• INPUT MATERIAL:
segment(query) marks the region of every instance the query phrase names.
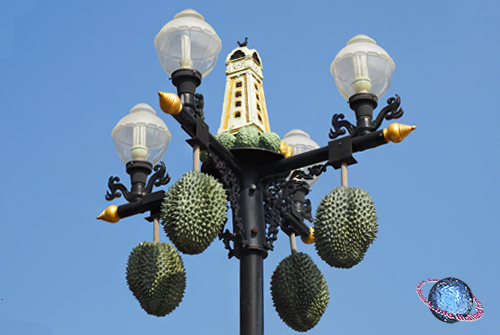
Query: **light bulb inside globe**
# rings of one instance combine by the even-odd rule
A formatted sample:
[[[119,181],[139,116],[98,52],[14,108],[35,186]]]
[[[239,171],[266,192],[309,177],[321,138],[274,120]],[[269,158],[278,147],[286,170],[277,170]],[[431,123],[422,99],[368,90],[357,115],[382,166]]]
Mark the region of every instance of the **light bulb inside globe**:
[[[130,156],[133,160],[144,160],[148,156],[146,147],[146,126],[139,124],[133,128],[133,143],[130,148]]]
[[[192,69],[193,60],[191,59],[191,37],[188,34],[183,34],[181,37],[181,54],[180,60],[181,69]]]
[[[372,81],[369,77],[368,63],[365,54],[355,54],[354,80],[352,82],[355,93],[369,93],[372,88]]]

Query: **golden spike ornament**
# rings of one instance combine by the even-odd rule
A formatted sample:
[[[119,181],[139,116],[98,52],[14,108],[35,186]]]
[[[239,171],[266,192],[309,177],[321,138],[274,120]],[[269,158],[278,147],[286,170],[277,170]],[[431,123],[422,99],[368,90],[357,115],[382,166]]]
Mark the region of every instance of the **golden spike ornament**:
[[[384,129],[384,137],[387,142],[399,143],[415,129],[417,129],[417,126],[392,123],[389,127]]]
[[[120,221],[120,217],[118,216],[118,207],[116,205],[109,206],[101,213],[101,215],[97,217],[97,219],[110,223],[117,223]]]
[[[175,93],[158,92],[160,97],[160,108],[163,112],[175,116],[182,110],[182,103],[179,96]]]

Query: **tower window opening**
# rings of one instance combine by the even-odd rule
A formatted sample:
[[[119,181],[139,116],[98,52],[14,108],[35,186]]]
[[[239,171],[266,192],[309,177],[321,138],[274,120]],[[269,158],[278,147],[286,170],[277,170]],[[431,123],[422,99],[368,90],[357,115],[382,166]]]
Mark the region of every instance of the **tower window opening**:
[[[237,50],[234,54],[231,55],[231,60],[239,59],[245,57],[245,54],[241,50]]]
[[[259,56],[257,56],[256,52],[253,53],[252,58],[257,62],[257,64],[260,65],[260,59],[259,59]]]
[[[253,87],[255,87],[255,90],[258,91],[259,90],[259,86],[257,86],[257,84],[254,84]]]
[[[258,109],[259,111],[261,110],[261,109],[260,109],[260,105],[259,105],[259,104],[257,104],[257,109]]]
[[[234,118],[235,119],[239,119],[240,117],[241,117],[241,112],[240,111],[234,113]]]
[[[236,94],[234,95],[236,98],[241,97],[241,91],[236,91]]]
[[[255,97],[257,98],[257,100],[260,100],[259,93],[255,94]]]
[[[236,87],[243,87],[243,82],[237,81],[236,82]]]
[[[236,107],[241,107],[241,101],[236,101],[236,103],[234,104]]]
[[[260,113],[257,114],[257,118],[259,119],[260,122],[262,122],[262,115]]]

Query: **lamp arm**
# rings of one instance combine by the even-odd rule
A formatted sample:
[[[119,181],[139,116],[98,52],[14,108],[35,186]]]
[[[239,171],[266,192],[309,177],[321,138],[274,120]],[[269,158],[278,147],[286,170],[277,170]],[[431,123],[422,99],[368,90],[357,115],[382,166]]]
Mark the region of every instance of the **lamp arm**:
[[[291,171],[300,169],[304,166],[314,165],[324,161],[341,162],[342,159],[337,158],[348,158],[348,155],[344,156],[343,154],[341,154],[341,150],[339,150],[338,147],[343,148],[343,146],[339,146],[338,144],[339,142],[346,142],[343,141],[344,139],[349,141],[349,137],[350,136],[341,137],[337,140],[330,141],[329,145],[327,146],[294,155],[292,157],[282,159],[278,162],[272,162],[263,165],[259,168],[258,173],[259,175],[267,178],[280,173],[290,173]],[[383,129],[373,131],[366,135],[353,137],[351,139],[352,153],[375,148],[387,143],[388,140],[384,137]],[[334,165],[332,166],[334,168],[340,168],[340,165],[338,167]]]
[[[384,118],[386,120],[399,119],[403,116],[404,110],[400,108],[401,106],[401,98],[396,94],[396,97],[390,97],[387,99],[387,106],[382,108],[382,110],[378,113],[377,118],[371,122],[371,126],[373,130],[377,130]]]

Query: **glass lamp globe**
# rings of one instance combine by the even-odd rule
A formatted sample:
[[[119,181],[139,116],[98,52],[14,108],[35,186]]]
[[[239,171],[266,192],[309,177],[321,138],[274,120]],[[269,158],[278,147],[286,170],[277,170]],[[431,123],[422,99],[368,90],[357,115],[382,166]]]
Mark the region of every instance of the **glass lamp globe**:
[[[171,135],[167,125],[148,104],[135,105],[111,131],[123,163],[147,161],[156,165],[167,151]]]
[[[344,98],[372,93],[380,98],[391,84],[395,64],[387,51],[366,35],[356,35],[337,54],[330,72]]]
[[[283,141],[285,141],[285,143],[292,148],[293,155],[298,155],[303,152],[319,148],[318,143],[314,142],[309,136],[309,134],[300,129],[294,129],[288,132],[283,137]],[[309,166],[303,167],[301,170],[307,172],[308,167]],[[318,178],[319,178],[318,176],[315,176],[313,179],[304,179],[304,180],[309,184],[309,187],[311,187],[318,180]]]
[[[156,35],[155,48],[169,75],[179,69],[194,69],[204,77],[217,63],[222,42],[200,13],[185,9]]]

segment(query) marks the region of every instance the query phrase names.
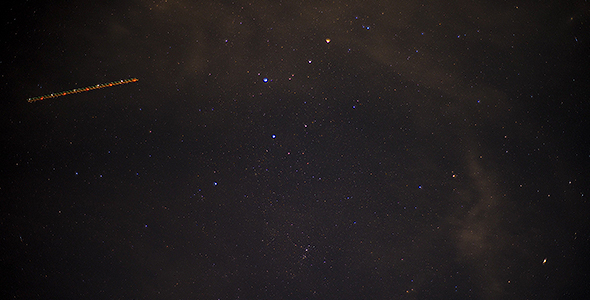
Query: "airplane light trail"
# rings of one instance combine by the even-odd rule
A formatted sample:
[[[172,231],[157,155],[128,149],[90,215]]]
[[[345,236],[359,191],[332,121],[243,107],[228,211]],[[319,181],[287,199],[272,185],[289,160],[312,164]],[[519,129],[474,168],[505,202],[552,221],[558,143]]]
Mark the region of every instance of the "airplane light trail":
[[[91,91],[91,90],[98,90],[98,89],[102,89],[105,87],[111,87],[111,86],[126,84],[126,83],[130,83],[130,82],[136,82],[138,80],[139,79],[137,79],[137,78],[129,78],[129,79],[117,80],[117,81],[113,81],[113,82],[109,82],[109,83],[101,83],[101,84],[91,85],[91,86],[87,86],[87,87],[83,87],[83,88],[77,88],[77,89],[73,89],[73,90],[69,90],[69,91],[63,91],[63,92],[59,92],[59,93],[52,93],[52,94],[47,94],[47,95],[43,95],[43,96],[33,97],[33,98],[27,99],[27,101],[35,102],[35,101],[39,101],[39,100],[57,98],[57,97],[61,97],[61,96],[69,95],[69,94],[81,93],[81,92],[86,92],[86,91]]]

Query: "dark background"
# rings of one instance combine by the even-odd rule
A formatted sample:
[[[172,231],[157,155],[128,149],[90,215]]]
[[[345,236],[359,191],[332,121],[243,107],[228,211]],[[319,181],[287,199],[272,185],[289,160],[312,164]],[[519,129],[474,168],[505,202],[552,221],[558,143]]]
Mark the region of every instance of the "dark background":
[[[12,2],[2,298],[590,297],[587,1]]]

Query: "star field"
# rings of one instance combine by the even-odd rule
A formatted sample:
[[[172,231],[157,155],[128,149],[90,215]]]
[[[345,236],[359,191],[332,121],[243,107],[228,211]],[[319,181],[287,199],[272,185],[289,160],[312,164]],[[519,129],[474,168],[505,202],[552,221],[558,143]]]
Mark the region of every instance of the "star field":
[[[3,298],[590,295],[585,1],[7,11]]]

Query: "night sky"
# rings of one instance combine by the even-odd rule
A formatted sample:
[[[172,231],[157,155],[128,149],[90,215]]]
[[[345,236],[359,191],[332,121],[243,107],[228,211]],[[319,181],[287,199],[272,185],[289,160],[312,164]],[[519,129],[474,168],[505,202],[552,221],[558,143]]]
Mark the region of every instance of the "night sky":
[[[590,297],[587,1],[11,2],[1,298]]]

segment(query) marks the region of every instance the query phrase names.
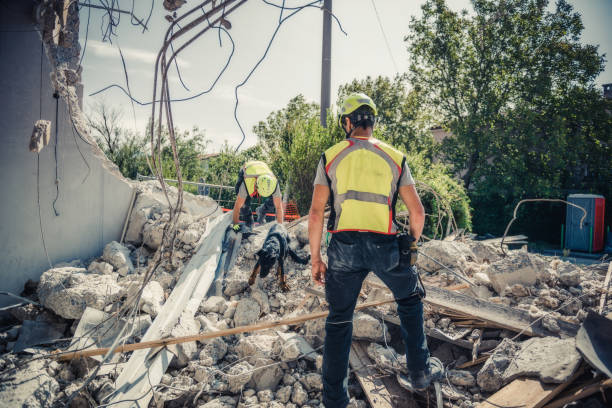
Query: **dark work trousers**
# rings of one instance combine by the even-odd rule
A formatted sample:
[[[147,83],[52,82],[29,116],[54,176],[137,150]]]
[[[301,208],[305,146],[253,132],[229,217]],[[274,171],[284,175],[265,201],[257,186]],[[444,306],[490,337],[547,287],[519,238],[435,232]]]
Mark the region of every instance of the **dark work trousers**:
[[[276,207],[274,206],[274,199],[272,196],[266,198],[262,205],[257,207],[257,222],[260,224],[266,223],[266,214],[275,214],[276,215]]]
[[[249,227],[253,225],[253,211],[251,210],[251,196],[247,196],[240,209],[240,219]]]
[[[363,280],[372,271],[393,292],[409,372],[425,370],[429,359],[423,328],[423,289],[414,269],[399,266],[394,235],[334,233],[327,257],[325,298],[329,315],[325,322],[323,351],[323,404],[326,408],[345,408],[349,402],[347,384],[353,312]]]

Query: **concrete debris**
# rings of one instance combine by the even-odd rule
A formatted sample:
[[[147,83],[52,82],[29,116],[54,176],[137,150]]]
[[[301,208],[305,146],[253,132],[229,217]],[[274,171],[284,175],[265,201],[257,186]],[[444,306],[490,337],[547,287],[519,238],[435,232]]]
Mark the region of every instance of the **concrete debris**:
[[[356,339],[383,342],[390,341],[387,325],[365,313],[356,313],[353,318],[353,337]]]
[[[491,280],[491,286],[499,294],[507,286],[512,286],[515,283],[533,285],[538,277],[530,255],[524,252],[492,263],[487,269],[487,274]]]
[[[465,370],[448,370],[446,372],[448,380],[455,385],[463,385],[473,387],[476,385],[476,378],[469,371]]]
[[[530,338],[521,344],[504,372],[504,383],[518,377],[538,377],[545,383],[561,384],[578,369],[581,357],[573,338]]]
[[[34,122],[34,130],[30,138],[30,151],[40,153],[51,140],[51,121],[40,119]]]
[[[510,339],[503,339],[493,350],[476,376],[476,382],[483,391],[493,392],[502,387],[504,372],[518,350],[519,346]]]
[[[21,317],[20,324],[24,321],[38,324],[44,320],[48,324],[63,324],[63,327],[72,325],[72,330],[76,329],[75,339],[82,337],[82,341],[88,342],[74,340],[73,347],[109,345],[118,328],[123,327],[121,324],[113,326],[108,331],[109,336],[103,336],[97,330],[90,335],[84,333],[119,310],[125,302],[134,299],[141,290],[144,273],[155,249],[161,244],[161,234],[168,219],[163,193],[154,183],[140,184],[127,228],[126,244],[111,242],[103,254],[98,254],[82,267],[75,266],[75,263],[43,274],[36,289],[43,307],[27,305],[16,308],[14,313]],[[175,193],[171,188],[171,197]],[[142,290],[138,306],[140,318],[144,320],[139,325],[151,324],[180,279],[182,265],[186,265],[197,248],[206,242],[201,237],[208,219],[202,218],[201,214],[214,210],[211,200],[190,197],[187,202],[179,219],[172,255],[168,251],[162,257],[151,281]],[[327,310],[323,297],[303,291],[311,284],[309,265],[296,264],[290,258],[285,262],[287,284],[292,289],[290,293],[283,293],[276,279],[260,279],[249,287],[247,279],[256,262],[255,253],[261,248],[270,226],[259,226],[254,229],[254,234],[243,238],[236,262],[223,280],[222,293],[206,297],[201,302],[198,299],[198,304],[190,304],[189,310],[180,316],[173,329],[161,333],[161,336],[217,331]],[[307,250],[306,223],[290,228],[289,234],[292,248]],[[325,248],[322,252],[325,257]],[[429,241],[423,245],[423,252],[465,274],[478,287],[461,287],[463,281],[422,256],[419,258],[420,270],[428,272],[422,275],[425,284],[441,288],[454,286],[449,290],[460,291],[462,296],[520,309],[525,316],[539,319],[536,324],[549,335],[563,334],[564,324],[580,323],[588,310],[598,306],[604,279],[598,269],[578,268],[567,262],[522,251],[508,251],[508,256],[502,257],[496,245],[469,239]],[[391,296],[386,289],[374,285],[364,285],[362,294],[360,302]],[[71,322],[66,319],[81,320]],[[353,338],[367,344],[367,355],[382,376],[395,381],[395,375],[400,374],[400,385],[407,387],[401,380],[408,373],[398,320],[395,305],[378,307],[376,314],[372,315],[356,313]],[[449,406],[475,406],[514,378],[535,376],[543,382],[561,383],[575,372],[580,361],[573,338],[528,339],[520,336],[513,341],[510,338],[516,335],[515,332],[487,321],[481,322],[478,316],[460,317],[435,307],[426,308],[424,324],[431,336],[432,355],[447,366],[448,381],[443,383],[442,393]],[[109,327],[100,326],[100,330],[106,329]],[[21,326],[13,326],[0,333],[0,350],[10,350],[20,330],[23,330]],[[127,341],[137,341],[142,333],[138,327],[128,330]],[[156,402],[151,406],[321,407],[321,347],[324,339],[325,319],[317,319],[293,326],[170,346],[175,357],[161,379],[161,384],[166,387],[156,390]],[[486,355],[483,353],[490,353],[486,361],[471,363],[473,358]],[[8,356],[0,357],[0,369],[10,367],[2,360],[8,361]],[[122,367],[124,358],[117,356],[113,361],[117,367]],[[40,401],[44,401],[43,397],[48,394],[56,395],[56,398],[65,397],[78,388],[84,375],[93,367],[87,364],[55,365],[40,367],[48,374],[37,386],[41,389],[36,391],[40,396],[26,388],[23,393],[13,390],[15,396],[6,398],[22,398],[22,394],[34,395],[32,398]],[[117,375],[116,371],[102,371],[88,387],[92,400],[104,404],[103,398],[114,391]],[[356,378],[351,375],[348,381],[349,407],[366,408],[366,396]],[[16,385],[13,384],[13,388]],[[4,383],[0,384],[0,401],[8,395],[2,394],[7,390]],[[48,398],[53,401],[54,397]],[[44,403],[39,405],[46,406]]]
[[[87,271],[91,273],[97,273],[99,275],[110,275],[113,273],[113,265],[104,261],[93,261],[87,267]]]
[[[6,356],[3,356],[6,358]],[[34,360],[14,372],[0,377],[0,405],[3,407],[51,407],[60,385],[49,374],[51,360]],[[0,366],[5,366],[5,361]]]
[[[366,349],[368,356],[382,369],[394,373],[407,373],[404,356],[400,356],[393,348],[381,346],[378,343],[370,343]]]
[[[84,268],[53,268],[40,277],[40,302],[65,319],[79,319],[85,309],[104,309],[125,294],[115,275],[88,273]]]
[[[253,324],[259,319],[261,307],[259,303],[252,298],[245,298],[238,302],[236,312],[234,312],[234,325],[247,326]]]
[[[451,269],[465,263],[468,259],[473,260],[476,258],[467,244],[455,241],[428,241],[423,244],[420,251]],[[419,256],[417,261],[419,269],[430,273],[443,269],[439,263],[432,261],[428,257]]]
[[[223,314],[227,310],[227,302],[221,296],[210,296],[200,305],[201,313],[220,313]]]
[[[134,265],[132,265],[130,258],[130,250],[117,241],[106,244],[102,253],[102,259],[113,265],[121,276],[126,276],[134,271]]]
[[[131,281],[127,285],[128,299],[135,298],[142,287],[140,280]],[[161,311],[165,301],[164,289],[157,281],[151,281],[146,284],[140,293],[140,301],[138,303],[140,310],[155,318]]]
[[[189,336],[200,331],[200,324],[193,318],[190,313],[186,312],[181,315],[179,322],[170,333],[171,337]],[[188,343],[180,343],[169,346],[170,351],[174,354],[174,359],[171,365],[175,368],[186,367],[191,360],[198,355],[198,346],[195,341]]]
[[[230,368],[228,373],[229,391],[238,393],[253,376],[253,366],[243,361]]]

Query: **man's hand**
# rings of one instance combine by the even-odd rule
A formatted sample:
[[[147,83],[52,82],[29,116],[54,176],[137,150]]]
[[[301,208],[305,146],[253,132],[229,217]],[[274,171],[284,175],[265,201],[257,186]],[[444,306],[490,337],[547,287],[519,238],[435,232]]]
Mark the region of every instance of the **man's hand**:
[[[312,261],[312,280],[317,285],[325,285],[325,273],[327,272],[327,265],[322,260]]]
[[[235,232],[240,232],[240,230],[242,230],[242,224],[233,224],[233,225],[232,225],[232,229],[233,229]]]

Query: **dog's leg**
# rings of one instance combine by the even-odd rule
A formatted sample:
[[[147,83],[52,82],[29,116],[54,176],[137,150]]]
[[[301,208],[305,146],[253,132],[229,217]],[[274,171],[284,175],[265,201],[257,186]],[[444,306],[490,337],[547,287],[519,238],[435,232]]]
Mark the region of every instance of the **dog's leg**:
[[[259,270],[261,269],[261,265],[259,265],[259,260],[253,267],[253,272],[251,272],[251,276],[249,277],[249,286],[253,286],[255,283],[255,279],[257,278],[257,274],[259,274]]]
[[[287,278],[285,277],[285,265],[283,265],[283,262],[278,261],[276,273],[278,275],[278,283],[281,289],[283,290],[283,292],[289,292],[289,286],[287,285]]]
[[[295,262],[300,263],[302,265],[306,265],[308,263],[308,260],[310,259],[310,255],[307,256],[306,258],[302,258],[293,249],[291,249],[290,246],[287,246],[287,251],[289,252],[289,255],[291,255],[291,258],[293,258]]]

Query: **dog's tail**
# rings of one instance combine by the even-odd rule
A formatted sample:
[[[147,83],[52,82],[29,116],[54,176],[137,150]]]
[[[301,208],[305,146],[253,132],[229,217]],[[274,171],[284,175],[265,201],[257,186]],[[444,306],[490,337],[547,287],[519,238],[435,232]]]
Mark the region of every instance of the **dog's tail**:
[[[293,258],[293,260],[299,264],[306,265],[308,261],[310,260],[310,255],[306,255],[305,258],[302,258],[291,248],[288,248],[288,252],[289,252],[289,255],[291,255],[291,258]]]

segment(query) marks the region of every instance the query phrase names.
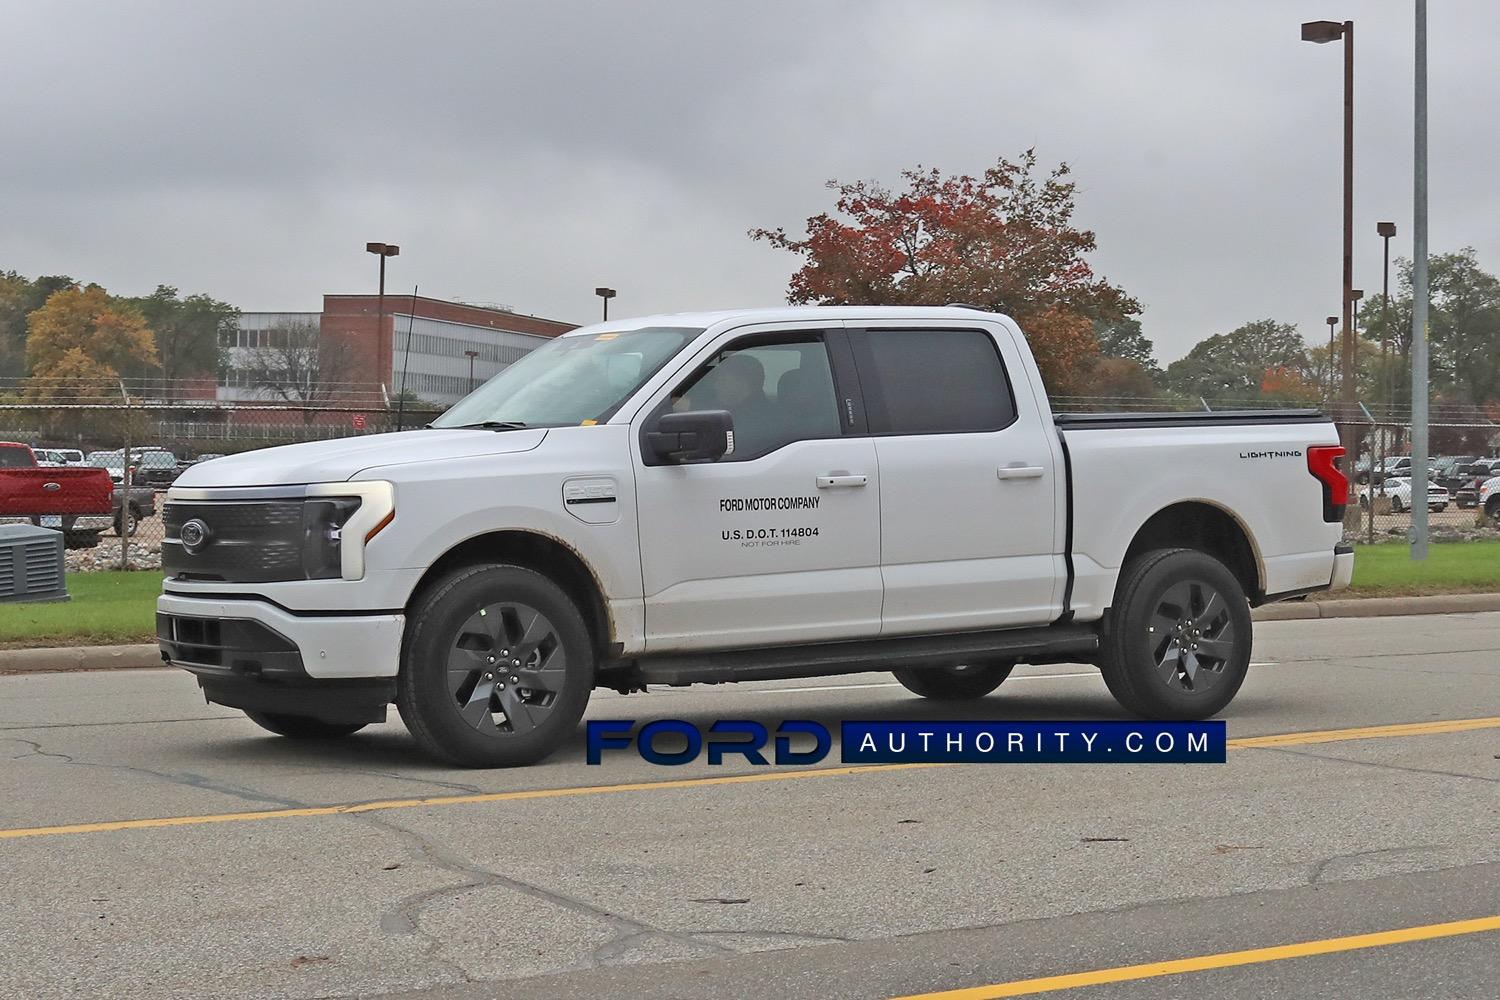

• DIRECTIONS:
For this exercise, output only the lines from the one bearing "Query: **dog's tail**" to the end of the material above, exactly as written, with pictures left out.

• ANSWER:
Query: **dog's tail**
# rings of one instance combine by the even-odd rule
A formatted sample:
[[[147,83],[52,82],[29,116],[54,176],[137,150]]]
[[[301,208],[305,146],[253,132],[229,217]],[[274,171],[284,175],[265,201],[257,186]],[[444,306],[490,337],[547,287],[519,238],[435,232]]]
Mark the region of every instance of the **dog's tail**:
[[[293,258],[293,260],[299,264],[306,265],[308,261],[310,260],[310,255],[306,255],[305,258],[302,258],[291,248],[288,248],[288,252],[289,252],[289,255],[291,255],[291,258]]]

segment(query) marks the region of every instance the query phrase names.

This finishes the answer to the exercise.